[本文]

Draft Day


ドラフト・デイ  (2014年5月)

ケヴィン・コスナーが復活している。3年前に「カンパニー・メン (The Company Men)」で、お、コスナー、久し振りと思っていたら、一昨年、ヒストリー・チャンネルでのミニシリーズ「ハットフィールズ&マッコイズ (Hatfilelds & McCoys)」に主演してケーブル・チャンネルの視聴率レコードを作り、ついでにエミー賞も受賞、昨年、「マン・オブ・スティール (Man of Steel)」にも出演、映画界でも大作に出始め、今年は「エージェント: ライアン (Jack Ryan: Shadow Recruit)」、「ラストミッション (3 Days to Kill)」と続け様に出演作が公開、そしてほとんど最初から最後まで出ずっぱりの、今回の主演作、「ドラフト・デイ」だ。


「ドラフト・デイ」はコスナーがNFLチームのジェネラル・マネージャーに扮するアメリカン・フットボールものだ。かつてのコスナーはよくスポーツものに主演しており、ベイスボールを描いた「さよならゲーム (Bull Durham)」、「フィールド・オブ・ドリームス (Field of Dreams)」、ゴルファーを演じた「ティン・カップ (Tin Cup)」がある。農夫で自分が実際にベイスボール・プレイヤーというわけではない「フィールド・オブ・ドリームス」を除くと、「さよならゲーム」でも「ティン・カップ」でも、演じているのは芽の出ない2流プレイヤーというのが共通しているのがちょっとなんだが、コスナーがスポーツ映画に出てくると、これは映画界完全復帰かという気になる。


しかし残念ながら、「ドラフト・デイ」は、興行的にはほぼ惨敗だった。作品としてのできは決して悪くない「ドラフト・デイ」が興行的には失敗したのは、なんといっても、素人目にはよくわからないそのドラフト・システムにあると思われる。特にファンでもない限り、一般人はスポーツのドラフトまでは見ない。ゲームじゃないから当然だ。一方で、筋金入りのファンはドラフトも見る。それが少なくない数なのは、ドラフトがイヴェントとして数日間にわたって行われ、その一部始終がTV中継され、そして視聴率が驚くくらい高いことが証明している。スポーツ専門局のESPNが一日中ドラフトを中継し、それを多くの者が見ているのだ。


しかし、それでもその枠を超えると、それ以外の者にとっては、TVでドラフトを見ようとはまず思わないだろう。ドラフトを見る者と見ない者との間には確実に一線が引かれており、たぶんその境界が跨がれることはない。興味のない者にとっては、それは興味のないものでしかないのだ。


そういう私のような者にとって、ドラフトのルールは図り難いとしか言いようがない。あれって、くじか順番かでドラフト権が決められ、順に意中の者を指名していくというものじゃないのか。それぞれ指名する者の腹案があり、その者が他のチームに先に指名されたら、こちらは次の優先順位の者を指名する、という風に進んでいくものだとばかり思っていた。

[データ一覧]
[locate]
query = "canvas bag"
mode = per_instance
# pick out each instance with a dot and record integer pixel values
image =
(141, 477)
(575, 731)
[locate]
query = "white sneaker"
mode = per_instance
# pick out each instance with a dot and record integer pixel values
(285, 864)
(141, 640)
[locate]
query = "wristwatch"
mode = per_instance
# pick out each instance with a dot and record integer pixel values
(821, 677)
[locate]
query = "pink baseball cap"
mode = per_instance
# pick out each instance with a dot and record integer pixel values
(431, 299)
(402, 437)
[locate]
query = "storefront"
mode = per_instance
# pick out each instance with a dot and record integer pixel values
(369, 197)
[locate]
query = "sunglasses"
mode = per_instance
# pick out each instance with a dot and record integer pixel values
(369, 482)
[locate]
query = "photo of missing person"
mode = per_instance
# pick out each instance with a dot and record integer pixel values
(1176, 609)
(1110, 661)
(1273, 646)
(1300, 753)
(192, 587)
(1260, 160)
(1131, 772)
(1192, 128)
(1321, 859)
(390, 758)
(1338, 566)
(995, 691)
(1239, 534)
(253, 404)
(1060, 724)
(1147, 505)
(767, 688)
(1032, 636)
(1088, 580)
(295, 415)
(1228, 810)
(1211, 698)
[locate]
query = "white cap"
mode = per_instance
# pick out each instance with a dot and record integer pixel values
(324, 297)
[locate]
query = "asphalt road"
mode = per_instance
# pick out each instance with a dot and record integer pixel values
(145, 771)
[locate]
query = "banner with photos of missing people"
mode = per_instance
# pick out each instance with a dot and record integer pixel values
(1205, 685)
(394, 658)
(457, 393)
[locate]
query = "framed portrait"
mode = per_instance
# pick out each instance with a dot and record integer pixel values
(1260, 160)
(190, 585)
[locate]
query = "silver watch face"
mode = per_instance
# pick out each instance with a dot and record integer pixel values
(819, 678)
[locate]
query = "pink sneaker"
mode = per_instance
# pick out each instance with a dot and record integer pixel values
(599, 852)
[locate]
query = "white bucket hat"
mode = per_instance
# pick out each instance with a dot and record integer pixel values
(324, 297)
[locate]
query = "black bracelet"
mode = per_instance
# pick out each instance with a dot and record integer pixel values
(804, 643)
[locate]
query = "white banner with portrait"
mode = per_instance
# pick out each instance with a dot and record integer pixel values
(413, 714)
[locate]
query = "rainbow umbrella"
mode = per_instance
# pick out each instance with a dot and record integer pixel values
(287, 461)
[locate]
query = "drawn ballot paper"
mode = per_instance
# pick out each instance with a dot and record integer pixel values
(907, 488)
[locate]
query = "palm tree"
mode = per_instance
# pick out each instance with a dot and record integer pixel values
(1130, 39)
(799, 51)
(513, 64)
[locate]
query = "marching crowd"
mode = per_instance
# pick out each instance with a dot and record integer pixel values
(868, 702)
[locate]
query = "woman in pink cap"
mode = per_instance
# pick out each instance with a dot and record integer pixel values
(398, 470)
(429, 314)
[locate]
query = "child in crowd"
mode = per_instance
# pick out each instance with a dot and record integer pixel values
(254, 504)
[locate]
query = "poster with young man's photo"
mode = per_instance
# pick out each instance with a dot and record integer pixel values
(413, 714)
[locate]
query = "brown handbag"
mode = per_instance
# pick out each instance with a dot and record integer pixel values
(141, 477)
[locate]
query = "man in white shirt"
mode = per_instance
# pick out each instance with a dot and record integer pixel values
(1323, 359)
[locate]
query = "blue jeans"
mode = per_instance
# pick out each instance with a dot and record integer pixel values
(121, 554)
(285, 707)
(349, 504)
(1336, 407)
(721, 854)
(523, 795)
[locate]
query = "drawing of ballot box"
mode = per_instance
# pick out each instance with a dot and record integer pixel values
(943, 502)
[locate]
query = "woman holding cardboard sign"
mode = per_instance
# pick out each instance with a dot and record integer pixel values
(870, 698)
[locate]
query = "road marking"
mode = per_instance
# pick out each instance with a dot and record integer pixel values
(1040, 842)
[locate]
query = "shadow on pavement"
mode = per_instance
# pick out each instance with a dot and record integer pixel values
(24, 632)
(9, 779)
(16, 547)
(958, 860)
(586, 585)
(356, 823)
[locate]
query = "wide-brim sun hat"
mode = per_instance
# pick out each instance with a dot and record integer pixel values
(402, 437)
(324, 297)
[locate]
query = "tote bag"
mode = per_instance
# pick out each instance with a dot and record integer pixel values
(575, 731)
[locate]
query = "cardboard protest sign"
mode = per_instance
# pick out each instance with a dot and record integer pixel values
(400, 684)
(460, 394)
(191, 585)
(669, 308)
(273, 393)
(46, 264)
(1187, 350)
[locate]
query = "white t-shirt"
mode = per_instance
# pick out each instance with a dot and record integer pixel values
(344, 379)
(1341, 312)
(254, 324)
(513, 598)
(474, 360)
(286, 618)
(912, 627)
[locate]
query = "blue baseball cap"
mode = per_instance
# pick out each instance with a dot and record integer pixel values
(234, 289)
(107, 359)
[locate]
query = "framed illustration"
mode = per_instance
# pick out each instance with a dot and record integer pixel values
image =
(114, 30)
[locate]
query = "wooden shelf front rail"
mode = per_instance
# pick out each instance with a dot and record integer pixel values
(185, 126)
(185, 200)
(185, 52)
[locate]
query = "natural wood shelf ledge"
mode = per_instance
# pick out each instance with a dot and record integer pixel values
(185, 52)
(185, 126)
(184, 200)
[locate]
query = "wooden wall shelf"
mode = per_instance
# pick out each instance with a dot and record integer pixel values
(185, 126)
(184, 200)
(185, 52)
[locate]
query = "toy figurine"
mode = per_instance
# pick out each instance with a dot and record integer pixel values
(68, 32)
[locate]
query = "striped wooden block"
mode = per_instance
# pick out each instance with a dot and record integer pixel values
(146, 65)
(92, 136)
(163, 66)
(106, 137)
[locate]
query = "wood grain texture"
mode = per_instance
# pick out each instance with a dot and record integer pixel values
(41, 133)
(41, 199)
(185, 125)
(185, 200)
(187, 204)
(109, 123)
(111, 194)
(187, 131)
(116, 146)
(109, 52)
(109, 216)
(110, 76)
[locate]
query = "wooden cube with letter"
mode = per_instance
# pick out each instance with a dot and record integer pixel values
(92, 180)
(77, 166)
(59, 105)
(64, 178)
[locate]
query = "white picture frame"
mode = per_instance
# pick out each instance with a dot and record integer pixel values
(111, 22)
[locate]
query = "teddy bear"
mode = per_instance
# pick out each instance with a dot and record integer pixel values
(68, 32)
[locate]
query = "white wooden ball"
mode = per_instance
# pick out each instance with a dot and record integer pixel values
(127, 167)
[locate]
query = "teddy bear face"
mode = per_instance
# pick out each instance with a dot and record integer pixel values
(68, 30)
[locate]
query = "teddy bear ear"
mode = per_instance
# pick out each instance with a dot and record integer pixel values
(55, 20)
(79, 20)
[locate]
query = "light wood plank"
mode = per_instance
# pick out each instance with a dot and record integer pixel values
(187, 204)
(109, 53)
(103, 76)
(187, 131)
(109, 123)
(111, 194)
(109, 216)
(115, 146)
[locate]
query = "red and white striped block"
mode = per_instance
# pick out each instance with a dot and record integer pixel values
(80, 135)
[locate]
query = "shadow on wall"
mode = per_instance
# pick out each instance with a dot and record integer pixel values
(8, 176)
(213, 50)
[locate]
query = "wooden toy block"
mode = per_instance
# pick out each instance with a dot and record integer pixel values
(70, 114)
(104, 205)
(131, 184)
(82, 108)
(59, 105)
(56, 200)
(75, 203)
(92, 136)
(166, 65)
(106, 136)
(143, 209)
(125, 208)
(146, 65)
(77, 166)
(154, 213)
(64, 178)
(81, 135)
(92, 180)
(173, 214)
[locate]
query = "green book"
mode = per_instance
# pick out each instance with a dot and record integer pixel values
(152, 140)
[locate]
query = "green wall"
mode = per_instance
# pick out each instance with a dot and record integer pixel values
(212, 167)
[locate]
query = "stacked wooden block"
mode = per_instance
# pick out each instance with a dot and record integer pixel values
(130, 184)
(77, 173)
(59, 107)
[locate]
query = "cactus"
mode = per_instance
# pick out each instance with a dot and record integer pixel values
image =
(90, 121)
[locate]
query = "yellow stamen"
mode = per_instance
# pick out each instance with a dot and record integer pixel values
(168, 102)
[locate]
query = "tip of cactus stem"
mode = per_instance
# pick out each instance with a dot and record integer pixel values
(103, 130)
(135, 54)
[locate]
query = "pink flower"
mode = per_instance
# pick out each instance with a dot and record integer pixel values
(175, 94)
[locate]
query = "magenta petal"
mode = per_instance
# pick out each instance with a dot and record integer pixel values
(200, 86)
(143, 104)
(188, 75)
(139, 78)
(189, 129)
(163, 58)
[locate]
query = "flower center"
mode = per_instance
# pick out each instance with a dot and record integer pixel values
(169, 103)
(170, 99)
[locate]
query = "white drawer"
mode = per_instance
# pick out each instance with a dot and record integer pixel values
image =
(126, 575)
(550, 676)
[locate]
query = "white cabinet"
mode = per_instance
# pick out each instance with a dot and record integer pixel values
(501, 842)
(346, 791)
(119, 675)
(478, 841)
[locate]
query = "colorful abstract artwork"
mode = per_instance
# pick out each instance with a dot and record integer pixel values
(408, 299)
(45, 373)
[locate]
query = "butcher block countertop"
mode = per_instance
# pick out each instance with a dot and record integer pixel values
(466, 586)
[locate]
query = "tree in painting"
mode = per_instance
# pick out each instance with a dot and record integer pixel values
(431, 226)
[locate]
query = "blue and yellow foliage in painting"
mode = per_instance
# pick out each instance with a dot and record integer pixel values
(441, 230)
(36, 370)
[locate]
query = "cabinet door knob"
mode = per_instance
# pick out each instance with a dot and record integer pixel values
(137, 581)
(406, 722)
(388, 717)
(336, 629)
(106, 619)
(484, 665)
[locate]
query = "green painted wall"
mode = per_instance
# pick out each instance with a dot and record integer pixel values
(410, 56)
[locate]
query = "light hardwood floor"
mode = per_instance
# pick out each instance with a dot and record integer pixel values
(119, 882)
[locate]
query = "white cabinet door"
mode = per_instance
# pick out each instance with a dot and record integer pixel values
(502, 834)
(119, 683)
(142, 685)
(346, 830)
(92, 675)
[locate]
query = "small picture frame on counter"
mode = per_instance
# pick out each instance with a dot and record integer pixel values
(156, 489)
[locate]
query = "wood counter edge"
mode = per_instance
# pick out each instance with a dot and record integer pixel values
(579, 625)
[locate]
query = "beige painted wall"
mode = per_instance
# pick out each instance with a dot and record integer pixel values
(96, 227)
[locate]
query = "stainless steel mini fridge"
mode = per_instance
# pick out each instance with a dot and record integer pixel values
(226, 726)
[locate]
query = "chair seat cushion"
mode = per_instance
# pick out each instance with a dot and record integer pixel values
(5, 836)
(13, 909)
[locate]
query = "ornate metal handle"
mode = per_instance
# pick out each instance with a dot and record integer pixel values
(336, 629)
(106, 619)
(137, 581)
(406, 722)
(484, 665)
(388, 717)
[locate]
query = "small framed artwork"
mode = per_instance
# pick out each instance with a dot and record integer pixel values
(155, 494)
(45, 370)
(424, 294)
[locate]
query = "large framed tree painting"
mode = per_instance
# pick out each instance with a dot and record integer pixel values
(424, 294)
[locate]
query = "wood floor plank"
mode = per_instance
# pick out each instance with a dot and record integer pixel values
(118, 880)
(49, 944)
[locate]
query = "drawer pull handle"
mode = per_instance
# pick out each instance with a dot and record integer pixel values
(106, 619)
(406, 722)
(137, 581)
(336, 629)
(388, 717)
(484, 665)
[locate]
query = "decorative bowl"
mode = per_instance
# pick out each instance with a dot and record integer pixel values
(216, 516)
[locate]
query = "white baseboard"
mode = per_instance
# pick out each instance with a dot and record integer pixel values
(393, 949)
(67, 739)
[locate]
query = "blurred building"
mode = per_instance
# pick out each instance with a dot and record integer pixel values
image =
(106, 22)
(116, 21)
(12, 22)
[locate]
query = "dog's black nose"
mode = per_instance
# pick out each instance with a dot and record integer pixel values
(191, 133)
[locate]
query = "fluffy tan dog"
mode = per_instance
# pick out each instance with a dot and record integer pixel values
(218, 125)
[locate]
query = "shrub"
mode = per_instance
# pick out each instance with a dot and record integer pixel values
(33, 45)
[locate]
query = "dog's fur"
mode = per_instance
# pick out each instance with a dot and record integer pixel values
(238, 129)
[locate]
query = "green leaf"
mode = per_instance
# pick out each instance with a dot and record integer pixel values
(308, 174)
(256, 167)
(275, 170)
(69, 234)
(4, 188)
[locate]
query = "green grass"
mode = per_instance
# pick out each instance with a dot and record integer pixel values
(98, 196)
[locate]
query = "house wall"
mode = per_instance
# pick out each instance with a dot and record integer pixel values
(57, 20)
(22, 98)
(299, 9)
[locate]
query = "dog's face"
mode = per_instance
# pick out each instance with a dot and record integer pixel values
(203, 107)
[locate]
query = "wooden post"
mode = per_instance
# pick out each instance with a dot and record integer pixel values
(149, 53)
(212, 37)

[指示]
映画「ドラフト・デイ」について書かれた本文を、最後の文の後から書き継いでほしい。 データはこの作業には関わらない。

[出力結果]
そしたら、サニーはドラフトの直前まで他のチームのマネージャーと連絡を取り合って、そのドラフト権を交渉している。あんたに今年のドラフト権を譲るから、来年の何位指名枠を向こう何年間譲ってくれ、なんて話を持ちかけるわけだ。ドラフト権を交渉する、なんてことができるというのがまず初耳だった。考えたら、それぞれのチームにはそれぞれの事情があるから、今年はディフェンスを強化したいのに出物がなく、来年目をつけているやつが大学を卒業する。どうしてもそいつを抑えたいが、来年はうちは指名権は下の方になる、どうする、なんてこともあるだろうから、ドラフト権を交渉するなんてことがあってもおかしくはない。おかしくはないが、しかし今日の今日までそういうシステムが実際にあることなんてまったく知らなかった。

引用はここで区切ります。